EXCERPT =

Goel, Ankur wrote:
Ok in that case bumping up the priority of job2 to a level higher than
job1 before running job2 should actually fix the starvation issue.
@Ankur,
Preemption across jobs with different priorities is still not there in
Hadoop. Hence job1 will succeed before job2 because of the reducers
taking up the reduce slots.
@Ankur/Murli,
Plz open a jira if you guys feel its important.
Amar
Murali, can you try this if it works !
-----Original Message-----
From: Amar Kamat [mailto:[EMAIL PROTECTED]
Sent: Wednesday, July 16, 2008 8:01 PM
To: [email protected]
Subject: Re: Is there a way to preempt the initial set of reduce tasks?
I think the JobTracker can easily detect this. The case where a high
priority job is starved as there are no slots/resources. Preemption
should probably kick in where tasks from a low priority job might get
scheduled even though the high priority job has some tasks to run.
Amar
Goel, Ankur wrote:
I presume that the initial set of reducers of job1 are taking fairly
long to complete thereby denying the reducers of job2 a chance to run.
I don't see a provision in hadoop to preempt a running task.
This looks like an enhancment to task tracker scheduling where running
tasks are preempted (after a min. time slice) when a higher priority
tasks from a diffenrent job arives. We need a JIRA for this, I think.
-Ankur
-----Original Message-----
From: Murali Krishna [mailto:[EMAIL PROTECTED]
Sent: Wednesday, July 16, 2008 7:12 PM
To: [email protected]
Subject: Is there a way to preempt the initial set of reduce tasks?
Hi,
I have to run a small MR job while there is a bigger job already
running. The first job takes around 20 hours to finish and the second
1 hour. The second job will be given a higher priority. The problem
here is that the first set of reducers of job1 will be occupying all
the slots and will wait till the completion of all maps of first job.
So, even though the maps of second job got scheduled in between and
completed long back, the job2's reducers won't be scheduled till the
first set of reducers of job1 completes.
Is there a way to preempt the initial set of reducers of
job1? I can even kill all the reduce tasks of job1, but would like to
know whether there is any other better way of achieving this?
[HOD might be a solution, but we want to avoid splitting the nodes and
would like to utilize all the nodes for both the jobs. We are OK with
first job getting delayed]
Thanks,
Murali

DATA =
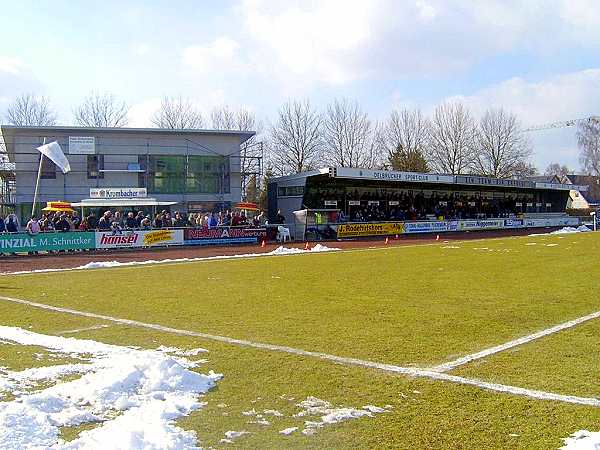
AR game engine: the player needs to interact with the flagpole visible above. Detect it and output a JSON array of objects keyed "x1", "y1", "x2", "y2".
[{"x1": 31, "y1": 138, "x2": 46, "y2": 216}]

GIVEN REQUEST = Reproduce word for word the passage of the Hadoop preemption thread above that begins with the words containing "I think the" and ends with "chance to run.".

EXERCISE OUTPUT =
I think the JobTracker can easily detect this. The case where a high
priority job is starved as there are no slots/resources. Preemption
should probably kick in where tasks from a low priority job might get
scheduled even though the high priority job has some tasks to run.
Amar
Goel, Ankur wrote:
I presume that the initial set of reducers of job1 are taking fairly
long to complete thereby denying the reducers of job2 a chance to run.